Urdu satirist (27June 1910 – 5 May 1980)

Kanhaiyalal Kapoor (June 27, 1910 - 5 May 1980), also known as K.L Kapur, was an Urdu satirist known for his sharp wit, ironical style and derisive parodies. He was renowned for his unique writing style and as a result he was awarded the Ghalib award in the year 1974 by then President of India Dr. Fakhruddin Ali Ahmed for his contributions to Urdu literature.

==Biography==
===Early life===
Kapoor was born in undivided India in Lyallpur (now Faisalabad), part of Pakistan. He finished his primary education in a local school where he was given a chance to learn the Persian language. He completed his metric from Kamalia government school in 1928. He completed his Bachelor of Arts from DAV college Lahore. There he was found to be excellent in English and Sanskrit and he chose English for his Master of Arts, which he completed in the year 1934. He married Srimati Pushpavati in the year 1931, during his M.A.

===Expanded description===
During his admission in Master of Arts he was interviewed by Patras Bokhari, one of the foremost humorists of Urdu and on seeing him he said "Are you normally this tall or you have made special arrangement for this interview?" since he was 6.5 feet tall.

Patras Bokhari was impressed by Kapoor's wit and humor and encouraged him to write in Urdu. Kapoor was strongly affected by Krishan Chander's writing, and was ecstatic knowing that they happen to share same hostel. Influenced by all these remarkably renowned literary scholars, Kapoor started writing Urdu satires. In fact his first parody was on Krishan Chanders Yarkan, which was appreciated by Krishan Chander but Kapoor never published it.

Before partition he worked as a lecturer in D.A.V college Lahore from 1934 to 1947. After partition, he left Lahore, migrated to Ferozpur and then to Moga in Punjab where he was appointed as lecturer in 1947 and retired as a principal of DM College in Moga. He served as a principal from 1964 to 1973. He was also a founding member and principal of AD College in Dharamkot(Moga) from 1973 to 1975 before he moved to Jalhandhar in 1978 and then Poona from 1979 to 1980. He continued his writings in the form of Urdu satire and writing columns in Punjab Kesari and Hind Samachar.

--

• _COMPLETE THE FOLLOWING_
1 - Write out the stretch of the Kanhaiyalal Kapoor biography from "Patras Bokhari was" through "never published it.", copied word for word.
2 - Answer these questions from the Kapoor biography:
(a) In what year was Kapoor given the Ghalib award?
(b) Who interviewed Kapoor for admission to the Master of Arts?
(c) During which years did Kapoor serve as principal of DM College in Moga?

--

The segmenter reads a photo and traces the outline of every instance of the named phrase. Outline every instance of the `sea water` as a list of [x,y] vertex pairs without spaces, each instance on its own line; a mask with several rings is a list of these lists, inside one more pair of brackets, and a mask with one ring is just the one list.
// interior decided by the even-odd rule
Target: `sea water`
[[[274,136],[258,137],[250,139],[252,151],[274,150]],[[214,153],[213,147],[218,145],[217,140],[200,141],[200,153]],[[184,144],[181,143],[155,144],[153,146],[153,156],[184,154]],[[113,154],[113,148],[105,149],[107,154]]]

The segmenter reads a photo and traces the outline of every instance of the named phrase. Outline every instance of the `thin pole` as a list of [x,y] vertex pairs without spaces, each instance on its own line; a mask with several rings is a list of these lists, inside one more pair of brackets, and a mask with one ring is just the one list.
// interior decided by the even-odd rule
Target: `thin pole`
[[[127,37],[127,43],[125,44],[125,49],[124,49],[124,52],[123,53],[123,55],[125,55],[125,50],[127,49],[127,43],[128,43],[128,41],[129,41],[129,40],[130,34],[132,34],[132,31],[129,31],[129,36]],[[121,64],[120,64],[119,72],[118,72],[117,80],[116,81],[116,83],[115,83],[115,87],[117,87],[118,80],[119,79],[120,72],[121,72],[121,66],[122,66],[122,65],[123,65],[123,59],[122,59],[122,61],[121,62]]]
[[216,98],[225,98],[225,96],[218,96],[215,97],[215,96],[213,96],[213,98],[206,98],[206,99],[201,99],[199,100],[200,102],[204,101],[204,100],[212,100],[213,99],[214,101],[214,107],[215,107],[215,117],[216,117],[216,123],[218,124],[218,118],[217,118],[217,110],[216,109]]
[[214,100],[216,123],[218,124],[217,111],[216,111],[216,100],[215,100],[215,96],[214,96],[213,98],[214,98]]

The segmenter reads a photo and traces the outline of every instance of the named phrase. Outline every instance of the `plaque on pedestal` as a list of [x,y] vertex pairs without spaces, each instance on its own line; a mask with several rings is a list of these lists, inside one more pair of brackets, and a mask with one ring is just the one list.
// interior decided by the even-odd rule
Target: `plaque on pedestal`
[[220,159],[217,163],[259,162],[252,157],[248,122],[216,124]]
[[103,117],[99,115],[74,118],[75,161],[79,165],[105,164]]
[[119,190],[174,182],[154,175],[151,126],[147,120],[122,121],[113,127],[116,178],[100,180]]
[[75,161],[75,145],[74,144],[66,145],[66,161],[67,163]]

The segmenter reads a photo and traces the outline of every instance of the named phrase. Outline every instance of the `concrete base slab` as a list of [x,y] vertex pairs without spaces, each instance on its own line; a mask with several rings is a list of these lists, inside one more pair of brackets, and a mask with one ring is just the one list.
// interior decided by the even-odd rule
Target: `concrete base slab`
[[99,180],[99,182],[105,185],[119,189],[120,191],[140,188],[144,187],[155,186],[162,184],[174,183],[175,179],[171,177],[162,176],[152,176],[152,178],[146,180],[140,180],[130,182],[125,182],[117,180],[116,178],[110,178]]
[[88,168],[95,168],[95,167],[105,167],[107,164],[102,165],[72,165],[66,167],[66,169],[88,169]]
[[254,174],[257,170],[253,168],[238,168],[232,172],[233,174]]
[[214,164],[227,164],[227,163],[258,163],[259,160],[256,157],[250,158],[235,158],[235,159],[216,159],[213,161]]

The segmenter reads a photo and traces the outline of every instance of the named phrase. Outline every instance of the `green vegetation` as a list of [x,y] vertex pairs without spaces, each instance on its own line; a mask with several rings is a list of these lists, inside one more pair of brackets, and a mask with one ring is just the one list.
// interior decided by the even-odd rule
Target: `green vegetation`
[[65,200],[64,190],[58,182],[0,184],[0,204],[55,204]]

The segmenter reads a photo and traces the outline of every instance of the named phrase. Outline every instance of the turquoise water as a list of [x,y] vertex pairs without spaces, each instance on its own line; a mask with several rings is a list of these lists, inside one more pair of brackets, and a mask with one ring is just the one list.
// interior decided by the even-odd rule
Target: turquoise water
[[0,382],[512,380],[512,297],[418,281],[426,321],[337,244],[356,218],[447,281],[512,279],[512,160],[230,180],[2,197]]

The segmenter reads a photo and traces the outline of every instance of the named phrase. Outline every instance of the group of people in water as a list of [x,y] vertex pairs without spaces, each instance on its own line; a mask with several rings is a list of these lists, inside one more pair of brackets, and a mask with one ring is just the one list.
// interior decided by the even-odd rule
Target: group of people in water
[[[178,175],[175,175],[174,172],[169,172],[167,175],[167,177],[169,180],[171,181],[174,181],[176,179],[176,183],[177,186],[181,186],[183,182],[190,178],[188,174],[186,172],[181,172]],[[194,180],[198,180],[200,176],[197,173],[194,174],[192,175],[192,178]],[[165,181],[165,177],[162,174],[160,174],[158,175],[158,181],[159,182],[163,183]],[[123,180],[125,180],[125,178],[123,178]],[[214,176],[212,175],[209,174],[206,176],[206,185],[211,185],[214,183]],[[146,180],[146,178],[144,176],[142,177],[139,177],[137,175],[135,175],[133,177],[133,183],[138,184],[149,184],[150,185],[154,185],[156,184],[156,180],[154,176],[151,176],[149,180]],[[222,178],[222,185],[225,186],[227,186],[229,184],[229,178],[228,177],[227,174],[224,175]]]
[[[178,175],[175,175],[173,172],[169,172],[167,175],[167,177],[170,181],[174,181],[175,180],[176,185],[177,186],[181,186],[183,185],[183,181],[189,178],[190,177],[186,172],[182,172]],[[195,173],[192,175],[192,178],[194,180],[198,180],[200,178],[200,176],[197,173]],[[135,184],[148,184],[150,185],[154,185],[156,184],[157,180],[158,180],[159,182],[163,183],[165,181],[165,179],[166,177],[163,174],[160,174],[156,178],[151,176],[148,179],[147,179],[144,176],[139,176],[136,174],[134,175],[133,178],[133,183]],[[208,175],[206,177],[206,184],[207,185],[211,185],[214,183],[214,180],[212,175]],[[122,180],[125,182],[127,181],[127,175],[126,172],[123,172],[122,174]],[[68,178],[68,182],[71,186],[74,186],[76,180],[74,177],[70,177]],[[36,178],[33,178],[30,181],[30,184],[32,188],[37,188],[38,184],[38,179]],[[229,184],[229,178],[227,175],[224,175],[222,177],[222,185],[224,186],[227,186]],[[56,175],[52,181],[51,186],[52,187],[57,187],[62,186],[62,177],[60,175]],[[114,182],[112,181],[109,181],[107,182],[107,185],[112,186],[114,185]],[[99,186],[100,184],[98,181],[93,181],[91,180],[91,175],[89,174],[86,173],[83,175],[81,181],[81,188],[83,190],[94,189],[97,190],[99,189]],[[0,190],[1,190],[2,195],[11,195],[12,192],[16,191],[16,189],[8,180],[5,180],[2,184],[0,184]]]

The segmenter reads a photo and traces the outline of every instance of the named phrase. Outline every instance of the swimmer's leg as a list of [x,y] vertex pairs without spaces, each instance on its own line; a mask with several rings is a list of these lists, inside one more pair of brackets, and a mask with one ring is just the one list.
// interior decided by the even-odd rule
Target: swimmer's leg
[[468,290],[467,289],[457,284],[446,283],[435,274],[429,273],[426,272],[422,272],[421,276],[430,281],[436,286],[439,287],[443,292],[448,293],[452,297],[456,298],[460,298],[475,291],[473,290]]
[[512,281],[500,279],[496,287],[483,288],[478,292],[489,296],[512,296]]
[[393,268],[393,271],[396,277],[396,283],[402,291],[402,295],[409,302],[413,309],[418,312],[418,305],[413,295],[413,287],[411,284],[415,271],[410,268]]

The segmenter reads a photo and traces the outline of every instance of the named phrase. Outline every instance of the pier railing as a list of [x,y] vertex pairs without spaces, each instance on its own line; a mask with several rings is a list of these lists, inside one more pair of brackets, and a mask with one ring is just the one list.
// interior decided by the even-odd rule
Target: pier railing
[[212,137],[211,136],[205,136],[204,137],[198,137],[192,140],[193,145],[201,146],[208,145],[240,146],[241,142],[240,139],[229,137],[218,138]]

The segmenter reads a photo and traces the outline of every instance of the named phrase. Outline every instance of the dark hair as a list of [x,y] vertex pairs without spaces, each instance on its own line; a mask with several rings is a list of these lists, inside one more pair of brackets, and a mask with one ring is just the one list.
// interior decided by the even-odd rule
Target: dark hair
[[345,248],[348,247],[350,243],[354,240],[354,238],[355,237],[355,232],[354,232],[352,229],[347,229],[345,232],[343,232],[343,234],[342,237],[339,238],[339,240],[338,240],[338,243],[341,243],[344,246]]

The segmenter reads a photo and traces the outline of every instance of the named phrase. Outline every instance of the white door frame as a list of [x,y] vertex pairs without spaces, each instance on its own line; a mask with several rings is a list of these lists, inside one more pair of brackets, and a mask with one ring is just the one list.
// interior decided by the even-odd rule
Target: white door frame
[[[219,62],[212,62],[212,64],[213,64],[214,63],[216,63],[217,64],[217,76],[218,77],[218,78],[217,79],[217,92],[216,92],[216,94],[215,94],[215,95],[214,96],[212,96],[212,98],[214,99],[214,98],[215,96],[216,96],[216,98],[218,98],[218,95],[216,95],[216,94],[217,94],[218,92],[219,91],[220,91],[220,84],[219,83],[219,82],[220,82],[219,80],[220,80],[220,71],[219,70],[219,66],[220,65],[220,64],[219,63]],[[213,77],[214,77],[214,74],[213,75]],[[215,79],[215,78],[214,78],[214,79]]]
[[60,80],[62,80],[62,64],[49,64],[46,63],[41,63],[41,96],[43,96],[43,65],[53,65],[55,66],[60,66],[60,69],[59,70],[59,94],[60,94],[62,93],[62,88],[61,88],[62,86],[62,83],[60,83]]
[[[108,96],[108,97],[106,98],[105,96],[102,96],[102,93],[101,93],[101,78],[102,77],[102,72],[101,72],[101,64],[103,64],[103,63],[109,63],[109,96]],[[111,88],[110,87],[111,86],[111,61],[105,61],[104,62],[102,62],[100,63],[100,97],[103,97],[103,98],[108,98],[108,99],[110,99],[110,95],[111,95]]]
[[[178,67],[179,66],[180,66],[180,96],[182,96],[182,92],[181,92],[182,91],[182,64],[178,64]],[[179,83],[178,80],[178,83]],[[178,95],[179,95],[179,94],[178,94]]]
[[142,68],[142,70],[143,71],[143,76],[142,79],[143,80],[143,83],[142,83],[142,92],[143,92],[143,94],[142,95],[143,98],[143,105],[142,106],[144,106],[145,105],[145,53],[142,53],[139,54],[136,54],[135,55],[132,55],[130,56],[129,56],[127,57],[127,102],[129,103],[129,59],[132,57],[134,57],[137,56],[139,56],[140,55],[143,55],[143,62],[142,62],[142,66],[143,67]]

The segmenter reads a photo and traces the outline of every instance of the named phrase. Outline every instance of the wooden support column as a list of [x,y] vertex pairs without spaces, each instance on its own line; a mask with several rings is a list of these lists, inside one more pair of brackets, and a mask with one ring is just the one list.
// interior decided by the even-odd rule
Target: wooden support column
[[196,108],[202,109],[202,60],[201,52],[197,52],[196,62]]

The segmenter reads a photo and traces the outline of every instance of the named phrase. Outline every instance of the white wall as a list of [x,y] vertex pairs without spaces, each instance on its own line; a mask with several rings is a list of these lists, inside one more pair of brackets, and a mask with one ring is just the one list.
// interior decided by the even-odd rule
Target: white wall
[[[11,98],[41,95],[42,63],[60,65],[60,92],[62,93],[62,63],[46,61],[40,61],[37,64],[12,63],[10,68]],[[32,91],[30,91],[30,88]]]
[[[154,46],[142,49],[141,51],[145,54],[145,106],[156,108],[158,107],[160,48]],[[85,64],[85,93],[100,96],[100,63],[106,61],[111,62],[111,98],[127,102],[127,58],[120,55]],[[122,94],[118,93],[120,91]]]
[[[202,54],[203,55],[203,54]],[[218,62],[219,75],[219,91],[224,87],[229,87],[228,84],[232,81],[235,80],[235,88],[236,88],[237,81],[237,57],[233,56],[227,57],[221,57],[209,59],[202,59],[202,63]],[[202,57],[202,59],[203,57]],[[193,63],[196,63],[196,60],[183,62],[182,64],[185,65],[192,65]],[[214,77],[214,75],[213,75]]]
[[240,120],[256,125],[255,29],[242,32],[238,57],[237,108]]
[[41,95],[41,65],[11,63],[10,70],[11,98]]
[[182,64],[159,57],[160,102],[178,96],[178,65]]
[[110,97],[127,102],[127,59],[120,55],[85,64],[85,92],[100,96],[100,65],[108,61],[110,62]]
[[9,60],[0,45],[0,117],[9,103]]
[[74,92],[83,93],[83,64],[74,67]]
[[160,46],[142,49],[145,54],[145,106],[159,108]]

--

• _EXERCISE SOLUTIONS_
1 -
Patras Bokhari was impressed by Kapoor's wit and humor and encouraged him to write in Urdu. Kapoor was strongly affected by Krishan Chander's writing, and was ecstatic knowing that they happen to share same hostel. Influenced by all these remarkably renowned literary scholars, Kapoor started writing Urdu satires. In fact his first parody was on Krishan Chanders Yarkan, which was appreciated by Krishan Chander but Kapoor never published it.

2 -
(a) 1974
(b) Patras Bokhari
(c) 1964 to 1973